What to do | Write a continuation of the news story on Upstate Hospital workers receiving the first COVID-19 vaccines in central New York, starting after its final sentence.

A day of celebration: Upstate Hospital workers are first to receive COVID-19 vaccine in CNY

Frontline health care workers at Upstate University Hospital were the first to receive the COVID-19 vaccine in Onondaga County on Tuesday. Vaccines were administered within an hour and a half of the hospital receiving them.

Kenzo Mukendi works in housekeeping at Upstate. He cleans the rooms of COVID patients. He’s originally from the Congo and was the first to receive the vaccine in central New York. His message to the community is to get the vaccine.

“They have to do that," Mukendi said. "We need that. We know the COVID go up every day. That’s one of the things to help us to prevent that.”

Distribution of the vaccine will be a tiered approach with health care workers, nursing home residents and staff being among the first to receive it.

Suzanne Buck is an emergency room nurse at Upstate. She went down to Stony Brook University Hospital on Long Island in April and saw the worst of COVID-19.

“The deaths were unbelievable," Buck said. "One day they were here and the next they were gone.”

Now, she’s also among the first to be vaccinated.

“I feel like if everyone wants to go back to a normal life, I think it’s so important for people to really get this vaccine," Buck said. "Studies have shown there are minimal side effects.”

Frontline workers who get the vaccine will still have to continue to wear all their personal protective equipment, and will have to get a second dose of the vaccine in a few weeks.

Available data |
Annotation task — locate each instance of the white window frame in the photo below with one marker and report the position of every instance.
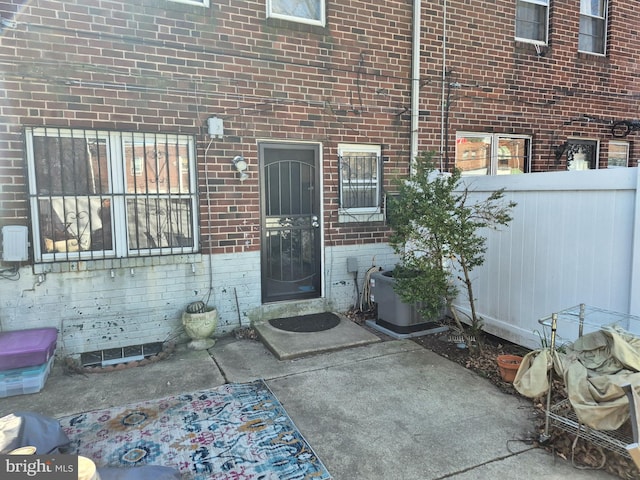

Result of this exercise |
Upstate CEO Robert Corona said starting Wednesday, they’ll be doing hundreds of vaccinations every day, as will the other hospitals in the area.

“I think as people start to see more and more people get vaccinated and see that they’re safe, they’ll be comfortable taking the vaccine," Corona said. "It’s an impressive feat. It’s kind of a man on the moon.”

Upstate participated in a clinical trial of the vaccine, earlier this summer. Some of the people that were in the trial who got the placebo, will be able to get the vaccine. Upstate President Mantosh Dewan said the data is strong; this vaccine is more effective than almost any other.

“I’m confident by the middle of the year, we will be in a much, much better place,” Dewan said. “As I keep saying, a small prick for man, a giant leap for mankind.”

The general public will be able to get the vaccine sometime next year.